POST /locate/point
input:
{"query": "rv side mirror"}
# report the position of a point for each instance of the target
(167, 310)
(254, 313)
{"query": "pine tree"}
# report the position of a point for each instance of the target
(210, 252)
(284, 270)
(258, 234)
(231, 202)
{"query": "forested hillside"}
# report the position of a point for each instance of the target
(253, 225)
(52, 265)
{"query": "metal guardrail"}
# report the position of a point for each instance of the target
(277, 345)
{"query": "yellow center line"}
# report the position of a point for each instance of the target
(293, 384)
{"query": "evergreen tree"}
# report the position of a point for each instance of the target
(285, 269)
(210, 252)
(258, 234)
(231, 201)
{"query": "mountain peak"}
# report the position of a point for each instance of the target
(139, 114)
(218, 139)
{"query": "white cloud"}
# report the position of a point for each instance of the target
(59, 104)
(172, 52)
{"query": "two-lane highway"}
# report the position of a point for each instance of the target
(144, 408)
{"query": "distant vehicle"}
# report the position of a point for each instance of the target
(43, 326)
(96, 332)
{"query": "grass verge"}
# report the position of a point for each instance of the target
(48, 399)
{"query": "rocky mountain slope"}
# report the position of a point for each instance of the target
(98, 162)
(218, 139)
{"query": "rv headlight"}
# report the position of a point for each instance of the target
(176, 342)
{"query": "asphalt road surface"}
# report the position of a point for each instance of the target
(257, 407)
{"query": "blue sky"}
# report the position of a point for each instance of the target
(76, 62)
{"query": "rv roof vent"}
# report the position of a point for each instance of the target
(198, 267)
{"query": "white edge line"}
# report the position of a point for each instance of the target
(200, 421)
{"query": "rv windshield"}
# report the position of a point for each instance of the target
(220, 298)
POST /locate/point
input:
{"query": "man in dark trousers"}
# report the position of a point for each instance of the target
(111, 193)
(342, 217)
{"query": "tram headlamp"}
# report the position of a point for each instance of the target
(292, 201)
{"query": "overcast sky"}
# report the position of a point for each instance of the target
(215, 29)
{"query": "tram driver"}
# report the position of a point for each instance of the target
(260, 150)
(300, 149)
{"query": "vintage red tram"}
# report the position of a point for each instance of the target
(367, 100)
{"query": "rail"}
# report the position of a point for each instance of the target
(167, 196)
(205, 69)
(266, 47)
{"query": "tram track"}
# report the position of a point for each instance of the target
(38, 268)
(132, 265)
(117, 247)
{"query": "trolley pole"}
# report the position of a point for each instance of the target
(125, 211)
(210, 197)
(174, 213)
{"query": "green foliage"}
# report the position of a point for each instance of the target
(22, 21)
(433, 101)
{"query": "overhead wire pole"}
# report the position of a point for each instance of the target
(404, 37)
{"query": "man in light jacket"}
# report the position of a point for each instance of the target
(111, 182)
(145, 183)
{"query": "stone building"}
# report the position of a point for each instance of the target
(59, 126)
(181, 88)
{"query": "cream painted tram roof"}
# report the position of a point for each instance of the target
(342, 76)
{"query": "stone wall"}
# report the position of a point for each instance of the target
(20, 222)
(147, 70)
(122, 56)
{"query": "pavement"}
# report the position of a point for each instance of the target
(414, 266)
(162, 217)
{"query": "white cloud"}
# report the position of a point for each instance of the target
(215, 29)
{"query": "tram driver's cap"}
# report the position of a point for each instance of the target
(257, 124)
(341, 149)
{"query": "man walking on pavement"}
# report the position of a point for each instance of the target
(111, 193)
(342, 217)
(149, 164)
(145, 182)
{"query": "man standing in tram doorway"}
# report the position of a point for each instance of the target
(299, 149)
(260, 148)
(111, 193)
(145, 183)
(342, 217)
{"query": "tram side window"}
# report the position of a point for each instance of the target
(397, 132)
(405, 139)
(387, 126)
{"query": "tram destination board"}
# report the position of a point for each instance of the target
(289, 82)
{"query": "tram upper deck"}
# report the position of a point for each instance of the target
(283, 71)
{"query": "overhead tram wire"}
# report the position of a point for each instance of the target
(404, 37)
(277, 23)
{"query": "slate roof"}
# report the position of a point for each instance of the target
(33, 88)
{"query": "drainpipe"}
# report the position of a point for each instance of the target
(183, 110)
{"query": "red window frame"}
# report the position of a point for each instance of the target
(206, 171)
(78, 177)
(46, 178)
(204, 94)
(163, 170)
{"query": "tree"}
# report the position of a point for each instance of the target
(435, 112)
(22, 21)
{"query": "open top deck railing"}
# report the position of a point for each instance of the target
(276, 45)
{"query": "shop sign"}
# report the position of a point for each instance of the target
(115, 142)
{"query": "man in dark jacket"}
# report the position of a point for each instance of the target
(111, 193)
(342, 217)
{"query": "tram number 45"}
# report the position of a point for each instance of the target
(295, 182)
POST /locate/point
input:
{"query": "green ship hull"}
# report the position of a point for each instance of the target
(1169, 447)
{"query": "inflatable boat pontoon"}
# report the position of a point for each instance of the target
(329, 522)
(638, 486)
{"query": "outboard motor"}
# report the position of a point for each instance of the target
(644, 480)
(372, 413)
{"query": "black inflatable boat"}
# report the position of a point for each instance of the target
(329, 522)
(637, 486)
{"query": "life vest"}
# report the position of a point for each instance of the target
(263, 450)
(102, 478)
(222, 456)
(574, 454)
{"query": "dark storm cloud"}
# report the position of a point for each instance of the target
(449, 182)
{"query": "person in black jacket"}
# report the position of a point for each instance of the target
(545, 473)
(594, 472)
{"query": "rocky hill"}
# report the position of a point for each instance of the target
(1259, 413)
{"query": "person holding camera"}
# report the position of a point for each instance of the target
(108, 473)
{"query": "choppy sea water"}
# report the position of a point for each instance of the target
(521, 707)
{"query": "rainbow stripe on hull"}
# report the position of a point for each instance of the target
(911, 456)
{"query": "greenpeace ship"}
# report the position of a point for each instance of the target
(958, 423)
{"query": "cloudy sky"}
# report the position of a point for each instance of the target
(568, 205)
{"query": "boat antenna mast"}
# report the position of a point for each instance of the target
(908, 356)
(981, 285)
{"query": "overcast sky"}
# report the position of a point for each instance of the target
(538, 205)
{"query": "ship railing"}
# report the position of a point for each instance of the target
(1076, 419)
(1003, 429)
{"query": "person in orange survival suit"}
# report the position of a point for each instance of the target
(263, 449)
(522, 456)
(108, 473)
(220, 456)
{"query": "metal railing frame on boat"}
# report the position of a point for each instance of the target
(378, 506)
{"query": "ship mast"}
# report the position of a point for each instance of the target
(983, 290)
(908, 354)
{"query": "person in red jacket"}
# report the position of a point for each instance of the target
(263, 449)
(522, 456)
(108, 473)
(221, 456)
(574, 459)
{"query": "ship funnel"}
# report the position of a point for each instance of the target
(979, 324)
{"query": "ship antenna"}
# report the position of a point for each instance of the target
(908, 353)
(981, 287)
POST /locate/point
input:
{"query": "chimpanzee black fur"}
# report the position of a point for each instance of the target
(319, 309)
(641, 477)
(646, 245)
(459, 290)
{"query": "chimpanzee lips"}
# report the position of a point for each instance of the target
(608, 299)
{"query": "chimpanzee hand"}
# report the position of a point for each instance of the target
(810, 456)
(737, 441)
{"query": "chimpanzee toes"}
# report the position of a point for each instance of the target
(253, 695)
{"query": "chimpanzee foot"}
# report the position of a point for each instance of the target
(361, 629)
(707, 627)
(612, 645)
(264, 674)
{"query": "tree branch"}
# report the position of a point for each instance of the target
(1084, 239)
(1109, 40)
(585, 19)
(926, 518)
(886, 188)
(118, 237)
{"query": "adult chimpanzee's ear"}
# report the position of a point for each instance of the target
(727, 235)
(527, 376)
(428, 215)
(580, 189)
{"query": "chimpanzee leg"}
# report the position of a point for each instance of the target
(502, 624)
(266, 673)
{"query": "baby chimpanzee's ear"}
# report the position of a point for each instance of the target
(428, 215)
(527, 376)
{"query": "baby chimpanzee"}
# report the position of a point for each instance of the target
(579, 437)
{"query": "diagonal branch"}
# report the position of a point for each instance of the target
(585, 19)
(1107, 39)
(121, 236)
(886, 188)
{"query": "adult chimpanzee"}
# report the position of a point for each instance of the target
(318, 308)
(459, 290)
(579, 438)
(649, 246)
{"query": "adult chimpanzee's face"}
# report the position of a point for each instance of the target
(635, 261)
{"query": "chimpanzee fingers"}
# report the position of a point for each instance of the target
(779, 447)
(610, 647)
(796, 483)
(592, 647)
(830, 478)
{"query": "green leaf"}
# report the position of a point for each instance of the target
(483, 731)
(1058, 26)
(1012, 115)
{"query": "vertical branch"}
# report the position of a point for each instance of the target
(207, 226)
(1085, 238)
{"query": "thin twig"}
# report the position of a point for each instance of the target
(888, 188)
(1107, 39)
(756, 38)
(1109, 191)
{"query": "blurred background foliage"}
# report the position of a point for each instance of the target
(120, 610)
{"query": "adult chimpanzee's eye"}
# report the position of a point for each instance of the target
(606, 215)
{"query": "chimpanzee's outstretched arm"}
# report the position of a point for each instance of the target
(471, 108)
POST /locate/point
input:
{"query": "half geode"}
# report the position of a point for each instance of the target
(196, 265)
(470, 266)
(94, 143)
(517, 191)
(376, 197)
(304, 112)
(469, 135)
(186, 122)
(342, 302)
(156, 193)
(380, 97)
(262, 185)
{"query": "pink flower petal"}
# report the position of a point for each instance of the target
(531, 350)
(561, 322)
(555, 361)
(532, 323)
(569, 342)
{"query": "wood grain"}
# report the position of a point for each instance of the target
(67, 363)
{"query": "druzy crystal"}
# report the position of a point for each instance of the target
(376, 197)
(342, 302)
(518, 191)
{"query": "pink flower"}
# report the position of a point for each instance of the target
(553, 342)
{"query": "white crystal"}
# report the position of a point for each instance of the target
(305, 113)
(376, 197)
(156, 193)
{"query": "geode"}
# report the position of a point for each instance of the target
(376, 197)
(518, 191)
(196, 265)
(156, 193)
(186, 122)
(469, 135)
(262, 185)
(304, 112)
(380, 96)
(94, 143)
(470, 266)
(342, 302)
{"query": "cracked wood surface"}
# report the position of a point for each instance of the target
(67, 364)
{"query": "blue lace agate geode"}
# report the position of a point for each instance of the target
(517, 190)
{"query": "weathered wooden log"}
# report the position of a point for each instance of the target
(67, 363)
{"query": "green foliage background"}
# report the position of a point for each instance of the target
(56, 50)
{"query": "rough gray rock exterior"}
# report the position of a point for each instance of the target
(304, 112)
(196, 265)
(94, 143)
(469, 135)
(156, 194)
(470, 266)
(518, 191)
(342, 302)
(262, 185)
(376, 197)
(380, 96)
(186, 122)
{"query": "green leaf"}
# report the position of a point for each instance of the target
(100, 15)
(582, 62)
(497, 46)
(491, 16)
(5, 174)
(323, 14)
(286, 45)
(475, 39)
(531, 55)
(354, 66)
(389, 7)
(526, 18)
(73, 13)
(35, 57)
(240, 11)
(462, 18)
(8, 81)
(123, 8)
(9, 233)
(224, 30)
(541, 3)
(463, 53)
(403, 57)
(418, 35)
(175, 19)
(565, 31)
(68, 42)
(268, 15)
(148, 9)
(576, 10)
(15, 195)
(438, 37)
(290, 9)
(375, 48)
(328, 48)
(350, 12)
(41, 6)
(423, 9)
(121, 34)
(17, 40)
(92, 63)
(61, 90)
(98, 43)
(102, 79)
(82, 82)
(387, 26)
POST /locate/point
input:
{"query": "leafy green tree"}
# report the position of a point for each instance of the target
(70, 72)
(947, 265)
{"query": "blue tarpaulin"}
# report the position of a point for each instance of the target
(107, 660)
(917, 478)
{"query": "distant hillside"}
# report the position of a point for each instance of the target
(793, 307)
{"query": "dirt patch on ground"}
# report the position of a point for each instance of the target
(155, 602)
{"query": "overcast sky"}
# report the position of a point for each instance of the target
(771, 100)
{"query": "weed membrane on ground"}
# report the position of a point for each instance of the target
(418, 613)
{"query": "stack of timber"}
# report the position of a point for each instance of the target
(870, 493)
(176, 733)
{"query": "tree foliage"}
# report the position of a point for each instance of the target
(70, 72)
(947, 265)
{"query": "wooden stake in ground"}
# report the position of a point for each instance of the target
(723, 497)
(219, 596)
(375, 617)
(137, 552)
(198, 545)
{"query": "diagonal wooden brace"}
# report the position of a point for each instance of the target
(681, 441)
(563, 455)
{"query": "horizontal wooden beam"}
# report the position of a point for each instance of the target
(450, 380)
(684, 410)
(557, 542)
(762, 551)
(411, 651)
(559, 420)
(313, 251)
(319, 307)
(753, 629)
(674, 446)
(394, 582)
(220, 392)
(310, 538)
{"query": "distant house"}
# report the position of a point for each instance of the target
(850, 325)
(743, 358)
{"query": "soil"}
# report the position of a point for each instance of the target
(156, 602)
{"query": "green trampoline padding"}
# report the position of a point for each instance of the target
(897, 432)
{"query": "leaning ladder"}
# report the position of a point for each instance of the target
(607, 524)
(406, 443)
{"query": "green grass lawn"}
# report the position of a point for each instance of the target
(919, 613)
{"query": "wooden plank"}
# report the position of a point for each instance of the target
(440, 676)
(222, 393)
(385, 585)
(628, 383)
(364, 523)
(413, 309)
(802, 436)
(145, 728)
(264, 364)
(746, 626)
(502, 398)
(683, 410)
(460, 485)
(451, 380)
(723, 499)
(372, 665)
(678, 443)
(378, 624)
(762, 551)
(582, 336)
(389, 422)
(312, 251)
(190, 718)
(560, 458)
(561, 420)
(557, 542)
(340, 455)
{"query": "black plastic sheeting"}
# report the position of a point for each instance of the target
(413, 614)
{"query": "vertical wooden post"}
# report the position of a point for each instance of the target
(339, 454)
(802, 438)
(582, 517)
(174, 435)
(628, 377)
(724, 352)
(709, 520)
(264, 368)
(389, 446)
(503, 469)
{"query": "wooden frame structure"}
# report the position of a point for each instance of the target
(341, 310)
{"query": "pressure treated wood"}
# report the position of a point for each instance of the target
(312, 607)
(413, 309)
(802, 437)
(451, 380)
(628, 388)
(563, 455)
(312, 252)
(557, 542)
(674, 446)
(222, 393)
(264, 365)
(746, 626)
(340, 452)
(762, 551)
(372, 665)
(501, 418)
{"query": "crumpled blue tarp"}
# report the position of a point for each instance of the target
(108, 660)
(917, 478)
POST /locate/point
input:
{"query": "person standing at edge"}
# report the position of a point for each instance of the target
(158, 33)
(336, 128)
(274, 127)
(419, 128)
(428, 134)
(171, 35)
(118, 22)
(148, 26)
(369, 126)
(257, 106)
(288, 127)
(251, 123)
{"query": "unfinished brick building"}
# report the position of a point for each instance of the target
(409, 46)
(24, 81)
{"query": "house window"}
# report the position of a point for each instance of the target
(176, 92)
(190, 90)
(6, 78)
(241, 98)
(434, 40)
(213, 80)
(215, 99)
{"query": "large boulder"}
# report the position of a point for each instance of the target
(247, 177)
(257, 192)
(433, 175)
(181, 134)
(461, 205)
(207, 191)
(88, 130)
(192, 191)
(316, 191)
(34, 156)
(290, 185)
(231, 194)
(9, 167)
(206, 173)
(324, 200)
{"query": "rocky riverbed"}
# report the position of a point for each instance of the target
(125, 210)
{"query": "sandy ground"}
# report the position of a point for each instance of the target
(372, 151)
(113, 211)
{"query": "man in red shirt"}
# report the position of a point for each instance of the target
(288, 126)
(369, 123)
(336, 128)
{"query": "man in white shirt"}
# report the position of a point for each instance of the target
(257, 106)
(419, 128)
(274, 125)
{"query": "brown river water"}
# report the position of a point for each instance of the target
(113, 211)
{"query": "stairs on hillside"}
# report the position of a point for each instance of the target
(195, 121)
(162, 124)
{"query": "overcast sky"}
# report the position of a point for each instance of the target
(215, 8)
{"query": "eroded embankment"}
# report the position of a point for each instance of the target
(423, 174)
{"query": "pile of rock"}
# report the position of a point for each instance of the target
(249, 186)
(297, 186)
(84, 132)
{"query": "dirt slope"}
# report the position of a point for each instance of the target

+ + + + + + +

▶ **What the exercise asks**: Find every line of the material above that contains the string "dirt" and copy each one out. Uppercase and lowercase count as different.

▶ **Solution to the exercise**:
{"query": "dirt patch on ground"}
{"query": "dirt slope"}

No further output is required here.